___ GIVEN TEXT
Similar stories could be narrated about every single drug in the pharmacopoeia. Oliver Wendell Holmes, a well known writer and a physician, was dead right when he wrote: “if the whole Material Medica could be sunk to the bottom of the seas, it would be that much better for mankind and worse for the fishes.” How true? Adverse Drug Reactions (ADRs) are the fourth important cause of death in the US today. On an average 1,80,000 people die annually in American hospitals due to ADRs only. In addition, the ADRs in out patients result in another seventy million drug prescriptions to correct the ADR. The net loss to the buyer and consequent profit to the drug industry, for these ADR related prescriptions amounts to $80 billion annually! Drug companies have slowly shifted to more profitable business of manufacturing vitamins and minerals in place of expensive antibiotics etcetera.
______
___ DATASET EXCERPTS
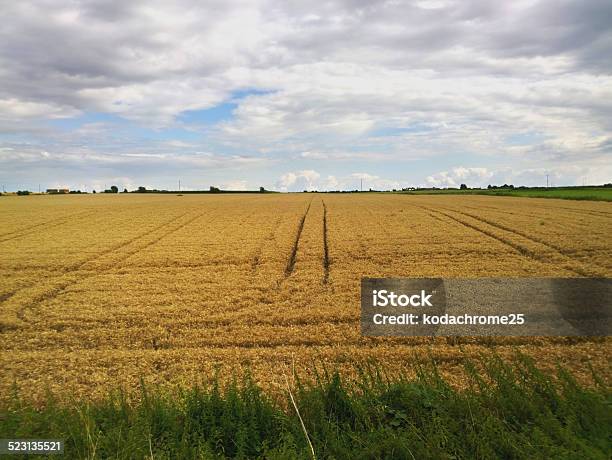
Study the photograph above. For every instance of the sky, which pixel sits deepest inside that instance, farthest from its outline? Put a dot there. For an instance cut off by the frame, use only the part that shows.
(304, 95)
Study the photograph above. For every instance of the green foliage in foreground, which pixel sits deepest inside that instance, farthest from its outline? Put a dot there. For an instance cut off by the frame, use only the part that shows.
(565, 193)
(508, 411)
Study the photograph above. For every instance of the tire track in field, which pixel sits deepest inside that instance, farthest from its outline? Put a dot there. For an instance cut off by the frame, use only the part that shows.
(525, 252)
(79, 264)
(49, 224)
(560, 250)
(293, 254)
(61, 287)
(326, 261)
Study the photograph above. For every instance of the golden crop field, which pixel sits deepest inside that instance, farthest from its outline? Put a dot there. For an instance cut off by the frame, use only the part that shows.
(99, 291)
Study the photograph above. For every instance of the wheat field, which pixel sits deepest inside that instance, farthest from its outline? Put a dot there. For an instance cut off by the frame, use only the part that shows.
(99, 291)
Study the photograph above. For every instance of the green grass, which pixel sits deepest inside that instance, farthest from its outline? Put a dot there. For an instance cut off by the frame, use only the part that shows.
(565, 193)
(509, 410)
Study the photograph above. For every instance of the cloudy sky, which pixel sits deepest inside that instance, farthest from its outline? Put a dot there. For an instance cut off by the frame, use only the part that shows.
(297, 95)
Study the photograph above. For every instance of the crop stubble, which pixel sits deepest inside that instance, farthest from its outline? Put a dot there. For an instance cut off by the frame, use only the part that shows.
(98, 291)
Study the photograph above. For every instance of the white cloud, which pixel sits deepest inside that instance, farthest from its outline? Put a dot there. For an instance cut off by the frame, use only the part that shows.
(526, 82)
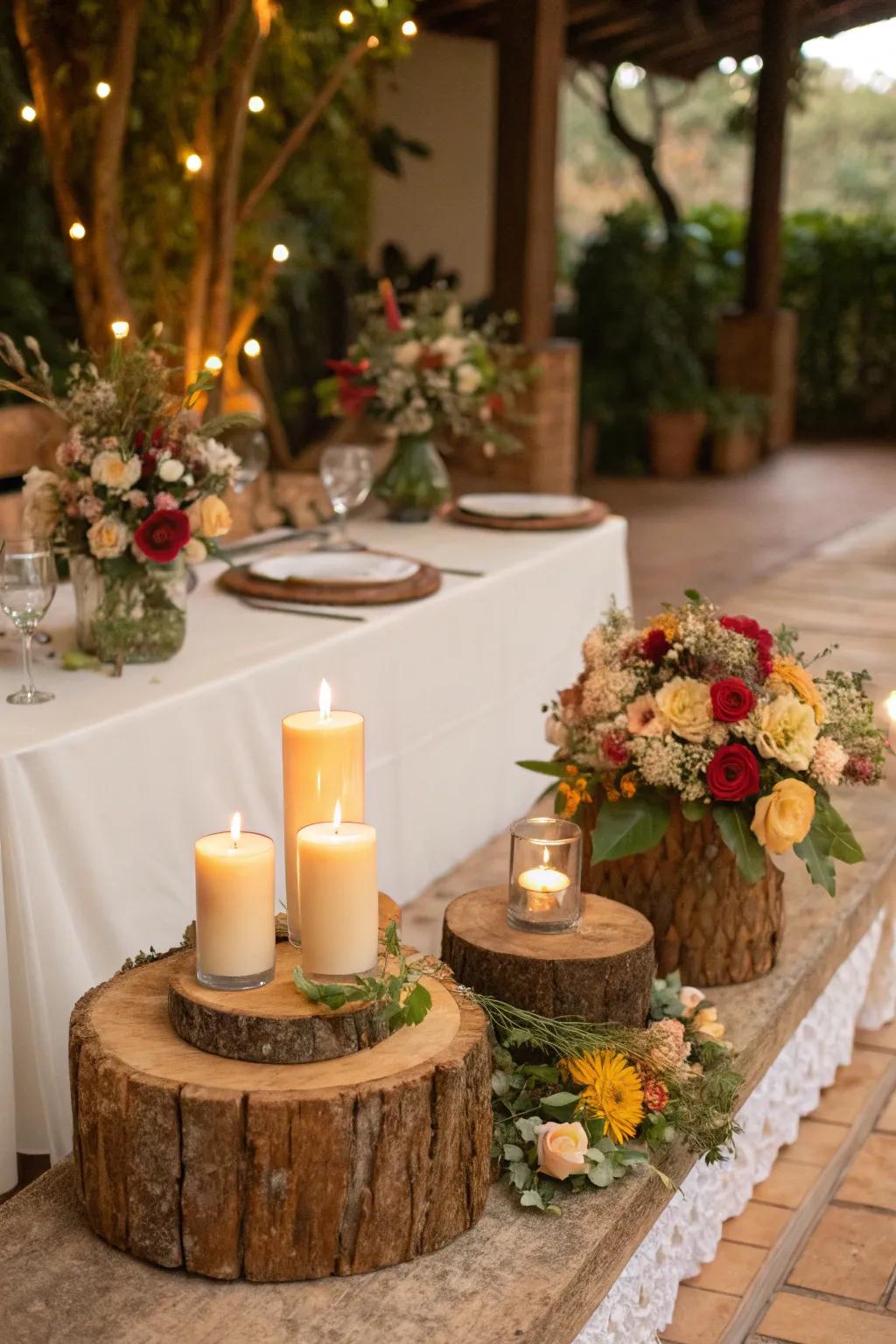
______
## [LIST OF TASKS]
[a] Copy from the passage on drug reactions the part that opens with the words containing "Similar stories could" and closes with "expensive antibiotics etcetera.".
[b] In the passage on drug reactions, where do Adverse Drug Reactions rank among causes of death in the US?
[c] Please continue the passage on drug reactions from where it stops.

## [ANSWERS FOR THE EXERCISE]
[a]
Similar stories could be narrated about every single drug in the pharmacopoeia. Oliver Wendell Holmes, a well known writer and a physician, was dead right when he wrote: “if the whole Material Medica could be sunk to the bottom of the seas, it would be that much better for mankind and worse for the fishes.” How true? Adverse Drug Reactions (ADRs) are the fourth important cause of death in the US today. On an average 1,80,000 people die annually in American hospitals due to ADRs only. In addition, the ADRs in out patients result in another seventy million drug prescriptions to correct the ADR. The net loss to the buyer and consequent profit to the drug industry, for these ADR related prescriptions amounts to $80 billion annually! Drug companies have slowly shifted to more profitable business of manufacturing vitamins and minerals in place of expensive antibiotics etcetera.

[b] They are the fourth important cause of death in the US.

[c]
The recent Institute of Medicine (IOM) audit in the US showed that doctors and hospitals are the third important cause of death after heart attacks and cancer. Simple life style changes that really keep man going as long as one lives on this planet are given a go by because of the false promises of the modern medical world that they have life saving drugs and technology in their armamentarium even to pull a man out of the jaws of death. A very tall promise that is very wide off the mark in reality. Prince Charles, the heir to the British throne, in one of his off the cuff remarks, recently came out with the reality in modern medicine. “Modern medicine, for all its breathtaking progress seems to be slightly off balance like the Tower of Pisa,” said he rightly.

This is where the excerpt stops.